* ASSIGNED TASK *
The entries below should be transcribed in their entirety, exactly as written.

(Referring expression data)
= Beginning of Section =

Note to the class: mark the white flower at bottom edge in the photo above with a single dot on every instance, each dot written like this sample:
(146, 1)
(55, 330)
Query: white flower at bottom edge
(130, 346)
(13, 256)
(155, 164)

= End of Section =

* EXERCISE ANSWER *
Note to the class: mark the white flower at bottom edge in the photo above with a single dot on every instance, each dot written like this sample:
(146, 1)
(55, 330)
Query: white flower at bottom edge
(130, 346)
(13, 256)
(155, 164)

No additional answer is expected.